READING TEXT.
Alexander G. Dobbie purchased a business from his former employer in 1890 and established a hardware store.

He moved to the “Round Corner Store” in 1907, establishing his business as A.G. Dobbie’s Hardware Store.

It operated at this location for over 40 years.

Smarts Hardware display of Smarts Foundry products

Smarts Hardware was established in 1873 by R. Bogue (Bougue) and R. H. Smart upon their purchase of McDougall’s Hardware and Tin Shop at the corner of John and King Streets.

R. H. Smart was a nephew of James Smart, the founder and owner of James Smart Manufacturing.

The hardware store sold many of the products manufactured by that company.

In 1878 Smart became the sole owner.

Smart's Hardware Fire 1949

In 1926 Edwin Smart became President and General Manager and in 1946 Chester Warren purchased controlling interest.

At that time the business was the largest retail hardware store in Eastern Ontario.

In November of 1949 a fire destroyed the block in which the building was located.

Smart's Hardware 1965

After the fire, the business was temporarily housed on Home Street, but by August of 1950 a grand opening was held in the brand new building on the burned out site.

In the early 1950s the store became known simply as Smart’s Hardware.

Smart’s Hardware closed in 1986.

Ritchies c1970

Turning now to a few specialty shops…

Ritchie’s is one of the oldest (still operating) stores on King St.

Ritchie’s was founded in 1870 selling tobacco and periodicals.

In the 1890s ownership passed to Frank Ritchie.

Ritchies (interior)

In 1905, Frank enlarged the store, adding a billiard and pool room at the back, and a bowling alley in the basement.

The store’s inventory grew to include sporting goods and a variety of wholesale products.

Frank died in 1957, and the store was purchased by former employee, Jack Hickling.

Jack had started working at Ritchie’s in 1922 when he was just 13 years old.

The bowling alley was eventually closed to make room to expand the wholesale business.

Ritchies pool hall c2002

Jack operated the store with his son, John, until his death in 1985, after which John took over, later bringing on his son, Peter.

The pool hall closed around 2009.

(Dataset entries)
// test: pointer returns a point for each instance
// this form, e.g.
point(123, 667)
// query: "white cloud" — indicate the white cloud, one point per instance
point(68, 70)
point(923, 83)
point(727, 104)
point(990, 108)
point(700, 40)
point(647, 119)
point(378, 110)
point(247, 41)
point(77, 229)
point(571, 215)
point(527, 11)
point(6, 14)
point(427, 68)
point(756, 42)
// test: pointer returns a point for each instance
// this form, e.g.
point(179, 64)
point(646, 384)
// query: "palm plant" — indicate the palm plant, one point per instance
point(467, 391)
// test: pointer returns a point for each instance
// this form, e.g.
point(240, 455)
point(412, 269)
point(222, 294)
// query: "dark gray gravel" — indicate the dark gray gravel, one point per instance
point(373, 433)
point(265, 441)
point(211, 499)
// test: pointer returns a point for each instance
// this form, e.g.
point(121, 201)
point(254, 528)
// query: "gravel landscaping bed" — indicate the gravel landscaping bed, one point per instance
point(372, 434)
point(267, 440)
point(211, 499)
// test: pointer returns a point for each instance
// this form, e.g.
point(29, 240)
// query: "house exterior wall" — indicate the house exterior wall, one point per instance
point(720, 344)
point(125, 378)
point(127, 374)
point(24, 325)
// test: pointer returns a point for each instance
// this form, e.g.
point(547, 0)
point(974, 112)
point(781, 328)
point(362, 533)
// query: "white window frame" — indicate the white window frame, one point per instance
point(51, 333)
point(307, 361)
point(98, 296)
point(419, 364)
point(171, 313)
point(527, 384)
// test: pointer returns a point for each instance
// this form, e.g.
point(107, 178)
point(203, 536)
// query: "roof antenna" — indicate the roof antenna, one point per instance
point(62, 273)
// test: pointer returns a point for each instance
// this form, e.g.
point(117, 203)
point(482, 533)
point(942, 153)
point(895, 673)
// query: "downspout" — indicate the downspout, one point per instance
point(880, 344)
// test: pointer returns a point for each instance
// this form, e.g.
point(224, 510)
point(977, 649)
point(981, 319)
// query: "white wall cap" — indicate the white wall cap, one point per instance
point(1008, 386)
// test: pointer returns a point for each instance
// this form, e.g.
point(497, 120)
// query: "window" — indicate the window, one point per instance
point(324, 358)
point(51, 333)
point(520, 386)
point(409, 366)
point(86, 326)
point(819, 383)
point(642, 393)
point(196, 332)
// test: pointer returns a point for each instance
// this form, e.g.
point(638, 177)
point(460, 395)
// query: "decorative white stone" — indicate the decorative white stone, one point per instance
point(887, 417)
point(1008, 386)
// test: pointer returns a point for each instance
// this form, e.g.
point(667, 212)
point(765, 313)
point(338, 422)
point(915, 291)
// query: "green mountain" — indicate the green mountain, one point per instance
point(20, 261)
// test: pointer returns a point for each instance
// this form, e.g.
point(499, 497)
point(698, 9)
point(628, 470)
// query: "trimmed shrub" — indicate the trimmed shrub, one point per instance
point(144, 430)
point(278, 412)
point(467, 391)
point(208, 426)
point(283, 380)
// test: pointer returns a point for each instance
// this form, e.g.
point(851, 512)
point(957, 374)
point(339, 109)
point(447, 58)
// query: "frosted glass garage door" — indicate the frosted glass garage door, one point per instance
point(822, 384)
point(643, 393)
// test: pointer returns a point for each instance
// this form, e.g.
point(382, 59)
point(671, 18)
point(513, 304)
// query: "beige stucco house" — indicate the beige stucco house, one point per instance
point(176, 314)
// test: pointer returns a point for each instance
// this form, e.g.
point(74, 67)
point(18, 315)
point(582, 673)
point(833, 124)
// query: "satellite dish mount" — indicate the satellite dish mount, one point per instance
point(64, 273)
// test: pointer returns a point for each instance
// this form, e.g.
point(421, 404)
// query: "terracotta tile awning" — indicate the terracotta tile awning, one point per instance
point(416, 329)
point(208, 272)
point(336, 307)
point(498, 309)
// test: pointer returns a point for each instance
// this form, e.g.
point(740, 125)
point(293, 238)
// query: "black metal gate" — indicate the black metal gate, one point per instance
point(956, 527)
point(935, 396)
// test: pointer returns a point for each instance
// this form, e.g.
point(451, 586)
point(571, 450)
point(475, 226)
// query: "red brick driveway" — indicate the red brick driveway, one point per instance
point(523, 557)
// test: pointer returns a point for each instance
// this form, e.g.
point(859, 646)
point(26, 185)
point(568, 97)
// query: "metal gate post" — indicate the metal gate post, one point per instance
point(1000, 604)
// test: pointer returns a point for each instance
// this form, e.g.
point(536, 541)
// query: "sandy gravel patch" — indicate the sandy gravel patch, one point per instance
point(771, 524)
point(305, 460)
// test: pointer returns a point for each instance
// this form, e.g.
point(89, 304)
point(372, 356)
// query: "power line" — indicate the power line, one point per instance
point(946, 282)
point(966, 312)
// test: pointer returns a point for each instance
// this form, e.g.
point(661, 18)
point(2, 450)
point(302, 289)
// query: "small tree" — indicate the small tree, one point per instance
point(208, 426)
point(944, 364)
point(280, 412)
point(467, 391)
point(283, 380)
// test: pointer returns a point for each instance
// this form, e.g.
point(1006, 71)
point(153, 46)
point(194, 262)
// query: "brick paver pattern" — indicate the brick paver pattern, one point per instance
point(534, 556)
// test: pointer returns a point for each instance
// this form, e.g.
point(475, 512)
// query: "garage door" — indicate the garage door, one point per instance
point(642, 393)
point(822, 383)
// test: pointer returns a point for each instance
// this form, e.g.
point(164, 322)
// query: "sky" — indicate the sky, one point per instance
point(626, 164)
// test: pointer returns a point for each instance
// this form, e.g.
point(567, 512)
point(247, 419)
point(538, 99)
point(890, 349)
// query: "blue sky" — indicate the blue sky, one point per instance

ASSIGNED TASK.
According to the text on the history of local stores, who bought Ritchie's after Frank Ritchie died in 1957?

ANSWER BOX.
Jack Hickling, a former employee, bought the store.